Copy all lines holding the word "accurate" from the entries.

BEGIN Input for this task

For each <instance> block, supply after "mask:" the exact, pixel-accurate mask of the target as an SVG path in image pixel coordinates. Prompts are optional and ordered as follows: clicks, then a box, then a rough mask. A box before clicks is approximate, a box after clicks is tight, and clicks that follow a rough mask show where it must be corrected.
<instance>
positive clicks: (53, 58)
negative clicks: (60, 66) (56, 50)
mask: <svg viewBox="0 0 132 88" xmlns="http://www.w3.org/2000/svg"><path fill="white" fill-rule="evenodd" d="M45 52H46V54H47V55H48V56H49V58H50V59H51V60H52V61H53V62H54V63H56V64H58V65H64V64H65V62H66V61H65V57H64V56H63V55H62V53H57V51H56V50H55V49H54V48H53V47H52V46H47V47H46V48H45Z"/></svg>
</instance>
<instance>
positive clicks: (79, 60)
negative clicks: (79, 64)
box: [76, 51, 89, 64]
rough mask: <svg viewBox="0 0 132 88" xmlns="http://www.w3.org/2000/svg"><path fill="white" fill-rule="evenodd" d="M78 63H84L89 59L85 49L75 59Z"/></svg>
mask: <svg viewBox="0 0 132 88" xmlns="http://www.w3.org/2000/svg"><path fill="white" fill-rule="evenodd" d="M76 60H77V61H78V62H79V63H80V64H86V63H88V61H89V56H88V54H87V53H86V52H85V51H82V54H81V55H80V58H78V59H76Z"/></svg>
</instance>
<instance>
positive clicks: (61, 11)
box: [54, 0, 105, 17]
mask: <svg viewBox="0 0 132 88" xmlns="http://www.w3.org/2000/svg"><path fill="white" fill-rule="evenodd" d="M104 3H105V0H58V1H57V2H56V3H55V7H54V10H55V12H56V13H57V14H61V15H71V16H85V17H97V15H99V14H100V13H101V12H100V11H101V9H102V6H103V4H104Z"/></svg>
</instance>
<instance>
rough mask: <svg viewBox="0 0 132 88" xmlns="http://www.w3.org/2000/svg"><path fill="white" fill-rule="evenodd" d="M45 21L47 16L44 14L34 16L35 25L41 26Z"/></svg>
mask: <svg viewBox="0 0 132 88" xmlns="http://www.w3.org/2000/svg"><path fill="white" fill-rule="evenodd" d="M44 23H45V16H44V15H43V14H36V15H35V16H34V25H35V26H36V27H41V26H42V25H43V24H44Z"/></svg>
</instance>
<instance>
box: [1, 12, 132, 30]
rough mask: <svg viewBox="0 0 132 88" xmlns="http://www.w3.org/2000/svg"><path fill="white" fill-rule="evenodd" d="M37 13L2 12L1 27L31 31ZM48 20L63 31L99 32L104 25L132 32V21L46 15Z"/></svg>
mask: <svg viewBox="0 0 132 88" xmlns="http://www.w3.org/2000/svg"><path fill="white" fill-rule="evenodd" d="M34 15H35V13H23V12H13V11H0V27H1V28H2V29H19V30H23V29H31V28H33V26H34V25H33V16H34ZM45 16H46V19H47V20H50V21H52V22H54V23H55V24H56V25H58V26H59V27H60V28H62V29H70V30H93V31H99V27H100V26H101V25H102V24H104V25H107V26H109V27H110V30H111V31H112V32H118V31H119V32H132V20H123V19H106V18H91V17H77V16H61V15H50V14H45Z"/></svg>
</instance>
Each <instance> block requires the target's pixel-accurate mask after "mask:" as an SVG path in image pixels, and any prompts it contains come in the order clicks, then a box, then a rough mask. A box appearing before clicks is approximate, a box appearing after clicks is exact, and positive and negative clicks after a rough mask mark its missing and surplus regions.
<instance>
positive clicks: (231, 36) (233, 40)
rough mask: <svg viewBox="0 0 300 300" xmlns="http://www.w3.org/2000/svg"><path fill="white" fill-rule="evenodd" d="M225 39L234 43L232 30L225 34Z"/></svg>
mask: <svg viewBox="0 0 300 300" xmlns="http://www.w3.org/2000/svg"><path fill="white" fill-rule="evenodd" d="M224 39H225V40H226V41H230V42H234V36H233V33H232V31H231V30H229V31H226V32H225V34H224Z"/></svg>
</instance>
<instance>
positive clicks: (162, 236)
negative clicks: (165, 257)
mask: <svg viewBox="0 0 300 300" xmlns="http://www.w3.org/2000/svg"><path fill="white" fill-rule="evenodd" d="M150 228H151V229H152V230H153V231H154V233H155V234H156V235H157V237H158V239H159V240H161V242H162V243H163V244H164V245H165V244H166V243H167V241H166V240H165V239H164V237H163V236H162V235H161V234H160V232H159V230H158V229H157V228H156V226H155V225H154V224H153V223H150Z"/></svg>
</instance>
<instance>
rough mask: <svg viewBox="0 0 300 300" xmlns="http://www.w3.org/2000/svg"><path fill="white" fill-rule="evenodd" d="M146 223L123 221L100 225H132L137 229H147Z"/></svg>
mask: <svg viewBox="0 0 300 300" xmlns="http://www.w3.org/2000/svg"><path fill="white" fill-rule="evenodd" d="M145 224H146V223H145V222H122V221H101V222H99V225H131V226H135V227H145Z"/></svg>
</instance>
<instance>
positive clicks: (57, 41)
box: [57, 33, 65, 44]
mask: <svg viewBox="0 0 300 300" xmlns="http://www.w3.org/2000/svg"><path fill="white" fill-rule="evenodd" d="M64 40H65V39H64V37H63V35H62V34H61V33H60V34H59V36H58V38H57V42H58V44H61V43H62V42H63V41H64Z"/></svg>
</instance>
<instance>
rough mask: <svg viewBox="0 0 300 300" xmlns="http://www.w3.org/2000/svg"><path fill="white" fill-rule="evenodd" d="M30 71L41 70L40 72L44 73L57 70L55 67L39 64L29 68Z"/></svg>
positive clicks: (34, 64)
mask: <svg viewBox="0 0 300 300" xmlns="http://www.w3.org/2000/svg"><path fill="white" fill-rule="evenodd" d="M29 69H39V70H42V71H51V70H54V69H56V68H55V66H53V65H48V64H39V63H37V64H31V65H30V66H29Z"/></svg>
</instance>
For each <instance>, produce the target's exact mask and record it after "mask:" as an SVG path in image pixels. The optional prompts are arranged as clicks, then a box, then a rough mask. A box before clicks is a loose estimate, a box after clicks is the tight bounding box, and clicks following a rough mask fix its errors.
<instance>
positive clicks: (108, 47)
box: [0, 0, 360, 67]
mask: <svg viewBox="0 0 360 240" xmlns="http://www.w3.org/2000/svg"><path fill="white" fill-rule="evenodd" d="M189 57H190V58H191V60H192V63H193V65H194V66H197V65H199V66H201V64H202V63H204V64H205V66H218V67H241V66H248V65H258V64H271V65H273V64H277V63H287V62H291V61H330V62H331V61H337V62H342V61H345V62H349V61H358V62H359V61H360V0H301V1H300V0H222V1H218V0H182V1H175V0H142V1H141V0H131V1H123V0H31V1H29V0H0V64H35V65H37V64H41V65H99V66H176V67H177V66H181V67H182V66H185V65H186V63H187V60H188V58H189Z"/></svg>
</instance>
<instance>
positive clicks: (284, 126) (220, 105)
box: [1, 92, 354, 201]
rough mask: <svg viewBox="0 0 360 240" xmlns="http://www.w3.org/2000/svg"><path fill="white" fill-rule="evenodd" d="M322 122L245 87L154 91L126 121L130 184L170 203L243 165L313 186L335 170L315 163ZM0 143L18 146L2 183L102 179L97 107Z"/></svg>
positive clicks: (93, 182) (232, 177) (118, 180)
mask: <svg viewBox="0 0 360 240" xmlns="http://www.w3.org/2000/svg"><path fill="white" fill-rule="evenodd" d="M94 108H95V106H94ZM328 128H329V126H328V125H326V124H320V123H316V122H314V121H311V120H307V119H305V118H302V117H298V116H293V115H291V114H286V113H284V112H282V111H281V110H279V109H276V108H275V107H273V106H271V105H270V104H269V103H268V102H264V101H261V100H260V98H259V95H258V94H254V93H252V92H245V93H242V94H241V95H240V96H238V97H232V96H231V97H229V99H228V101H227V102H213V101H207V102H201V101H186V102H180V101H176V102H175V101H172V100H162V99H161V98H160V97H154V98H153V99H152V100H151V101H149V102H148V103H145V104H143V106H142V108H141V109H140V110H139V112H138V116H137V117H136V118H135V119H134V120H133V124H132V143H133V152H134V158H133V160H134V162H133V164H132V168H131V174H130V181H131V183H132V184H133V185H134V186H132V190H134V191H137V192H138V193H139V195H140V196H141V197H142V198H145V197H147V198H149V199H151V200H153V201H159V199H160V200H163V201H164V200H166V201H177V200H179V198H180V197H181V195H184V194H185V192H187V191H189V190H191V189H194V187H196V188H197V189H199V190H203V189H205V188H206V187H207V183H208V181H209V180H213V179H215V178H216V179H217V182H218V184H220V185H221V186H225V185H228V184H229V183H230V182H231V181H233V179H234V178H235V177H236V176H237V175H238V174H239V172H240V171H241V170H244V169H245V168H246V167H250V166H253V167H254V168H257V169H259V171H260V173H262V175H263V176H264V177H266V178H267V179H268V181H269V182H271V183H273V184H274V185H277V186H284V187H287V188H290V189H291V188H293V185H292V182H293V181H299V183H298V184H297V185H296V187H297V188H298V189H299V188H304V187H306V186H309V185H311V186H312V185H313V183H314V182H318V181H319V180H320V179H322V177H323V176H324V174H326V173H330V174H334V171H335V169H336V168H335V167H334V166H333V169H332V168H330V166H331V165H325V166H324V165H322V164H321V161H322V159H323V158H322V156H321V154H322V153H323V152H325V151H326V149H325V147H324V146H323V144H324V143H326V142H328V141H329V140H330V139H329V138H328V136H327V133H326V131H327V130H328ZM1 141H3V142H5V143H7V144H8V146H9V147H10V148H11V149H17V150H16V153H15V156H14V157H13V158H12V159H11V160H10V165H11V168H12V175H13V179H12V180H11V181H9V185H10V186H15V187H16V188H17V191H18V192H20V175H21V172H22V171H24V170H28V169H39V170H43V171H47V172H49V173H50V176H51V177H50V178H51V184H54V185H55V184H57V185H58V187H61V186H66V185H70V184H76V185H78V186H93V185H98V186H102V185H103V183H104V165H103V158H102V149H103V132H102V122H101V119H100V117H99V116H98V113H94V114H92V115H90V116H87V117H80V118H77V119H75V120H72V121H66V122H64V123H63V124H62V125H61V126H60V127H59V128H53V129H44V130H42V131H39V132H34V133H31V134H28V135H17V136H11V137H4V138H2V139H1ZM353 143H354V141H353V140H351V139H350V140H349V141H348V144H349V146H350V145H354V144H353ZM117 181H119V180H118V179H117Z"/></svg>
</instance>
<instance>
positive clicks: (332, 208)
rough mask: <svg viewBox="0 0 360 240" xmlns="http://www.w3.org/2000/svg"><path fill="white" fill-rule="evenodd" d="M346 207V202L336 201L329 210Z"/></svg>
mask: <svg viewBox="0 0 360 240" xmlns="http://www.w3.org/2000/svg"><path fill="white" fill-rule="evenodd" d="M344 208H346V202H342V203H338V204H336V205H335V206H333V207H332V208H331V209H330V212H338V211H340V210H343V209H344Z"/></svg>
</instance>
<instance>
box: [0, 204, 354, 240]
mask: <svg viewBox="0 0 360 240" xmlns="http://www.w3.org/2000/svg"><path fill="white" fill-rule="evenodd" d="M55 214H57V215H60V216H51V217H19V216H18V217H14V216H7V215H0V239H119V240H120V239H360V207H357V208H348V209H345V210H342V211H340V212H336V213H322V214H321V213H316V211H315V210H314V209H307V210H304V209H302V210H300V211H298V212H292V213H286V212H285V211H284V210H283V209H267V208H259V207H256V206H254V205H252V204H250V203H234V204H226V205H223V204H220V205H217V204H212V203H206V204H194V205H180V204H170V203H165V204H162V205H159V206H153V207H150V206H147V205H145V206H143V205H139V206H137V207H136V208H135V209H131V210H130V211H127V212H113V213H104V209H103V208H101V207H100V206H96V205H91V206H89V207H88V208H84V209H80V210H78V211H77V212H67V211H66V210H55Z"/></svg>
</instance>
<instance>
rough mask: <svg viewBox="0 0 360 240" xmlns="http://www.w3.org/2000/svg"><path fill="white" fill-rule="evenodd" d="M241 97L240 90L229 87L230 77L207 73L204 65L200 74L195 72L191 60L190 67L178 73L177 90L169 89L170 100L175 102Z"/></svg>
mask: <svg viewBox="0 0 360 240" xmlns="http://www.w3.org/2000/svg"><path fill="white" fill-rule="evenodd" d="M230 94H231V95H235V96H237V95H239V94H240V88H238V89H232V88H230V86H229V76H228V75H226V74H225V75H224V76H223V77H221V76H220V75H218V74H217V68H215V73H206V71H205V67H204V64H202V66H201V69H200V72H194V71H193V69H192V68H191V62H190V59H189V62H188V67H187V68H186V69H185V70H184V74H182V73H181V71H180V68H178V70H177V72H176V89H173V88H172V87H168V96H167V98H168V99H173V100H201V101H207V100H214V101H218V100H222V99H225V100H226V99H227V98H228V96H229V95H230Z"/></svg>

END Input for this task

### Response for this exercise
For each <instance> block, supply after "mask:" the exact, pixel-accurate mask of the target as an SVG path in image pixel coordinates. Prompts are optional and ordered as follows: clicks, then a box, then a rough mask. A box before clicks is approximate, a box after clicks is tight, and clicks that follow a rough mask show where it must be corrected.
Each <instance> block requires the target's pixel-accurate mask after "mask:" as an SVG path in image pixels, and any prompts it contains come in the order clicks, then a box, then a rough mask. A box appearing before clicks is approximate, a box appearing after clicks is exact, and positive and negative clicks after a rough mask mark its missing and surplus regions.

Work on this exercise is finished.